[start DOCUMENT TEXT]
[0/3] Convert TSC to monotonic clock for PEBS

Message ID 20230123182728.825519-1-kan.liang@linux.intel.com
Headers
Series Convert TSC to monotonic clock for PEBS |

Message

Liang, Kan Jan. 23, 2023, 6:27 p.m. UTC
  From: Kan Liang <kan.liang@linux.intel.com>

A Processor Event Based Sampling (PEBS) record includes a field that
provide the time stamp counter value when the counter was overflowed
and the PEBS record was generated. The accurate time stamp can be used
to reconcile user samples. However, the current PEBS codes only can
convert the time stamp to sched_clock, which is not available from user
space. A solution to convert a given TSC to user visible monotonic
clock is required.

The perf_event subsystem only converts the TSC in a NMI handler. The
converter function must be fast and NMI safe.

Considered the below two existing functions, but none of them fulfill
the above requirements.
- The ktime_get_mono_fast_ns() is NMI safe, but it can only return the
  current clock monotonic rather than a given time's monotonic.
- The get_device_system_crosststamp() can calculate the system time from
  a given device time. But it's not fast and NMI safe.

Introduce a new generic interface, get_mono_fast_from_given_time, to
convert a given timestamp to clock monotonic.

Kan Liang (3):
  timekeeping: NMI safe converter from a given time to monotonic
  x86/tsc: Add set_tsc_system_counterval
  perf/x86/intel/ds: Support monotonic clock for PEBS

 arch/x86/events/intel/core.c |  2 +-
 arch/x86/events/intel/ds.c   | 30 +++++++++++++---
 arch/x86/include/asm/tsc.h   |  1 +
 arch/x86/kernel/tsc.c        |  6 ++++
 include/linux/timekeeping.h  |  9 +++++
 kernel/time/timekeeping.c    | 68 ++++++++++++++++++++++++++++++++++--
 6 files changed, 108 insertions(+), 8 deletions(-)
  

Comments

John Stultz Jan. 24, 2023, 6:13 a.m. UTC | #1
On Mon, Jan 23, 2023 at 10:27 AM <kan.liang@linux.intel.com> wrote:
>
> From: Kan Liang <kan.liang@linux.intel.com>
>
> A Processor Event Based Sampling (PEBS) record includes a field that
> provide the time stamp counter value when the counter was overflowed
> and the PEBS record was generated. The accurate time stamp can be used
> to reconcile user samples. However, the current PEBS codes only can
> convert the time stamp to sched_clock, which is not available from user
> space. A solution to convert a given TSC to user visible monotonic
> clock is required.
>
> The perf_event subsystem only converts the TSC in a NMI handler. The
> converter function must be fast and NMI safe.
[end DOCUMENT TEXT]
[start EXTRACTED INFORMATION]
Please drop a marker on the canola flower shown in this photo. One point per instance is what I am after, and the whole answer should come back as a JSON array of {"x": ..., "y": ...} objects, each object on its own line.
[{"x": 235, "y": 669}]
[end EXTRACTED INFORMATION]
[start EXTRACTED INFORMATION]
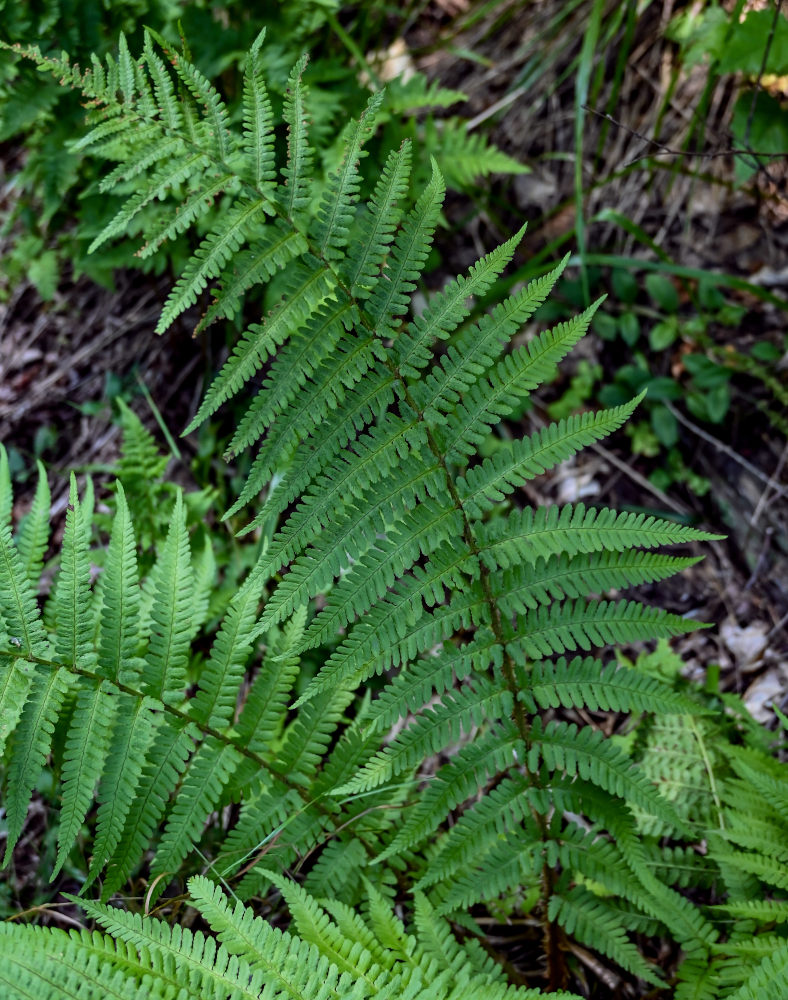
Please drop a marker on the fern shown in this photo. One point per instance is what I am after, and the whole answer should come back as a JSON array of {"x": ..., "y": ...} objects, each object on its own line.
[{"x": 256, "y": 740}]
[end EXTRACTED INFORMATION]
_DIRECTIONS_
Give every file path that appears in the change summary of the PEBS monotonic clock cover letter.

_OUTPUT OF THE TASK_
arch/x86/events/intel/core.c
arch/x86/events/intel/ds.c
arch/x86/include/asm/tsc.h
arch/x86/kernel/tsc.c
include/linux/timekeeping.h
kernel/time/timekeeping.c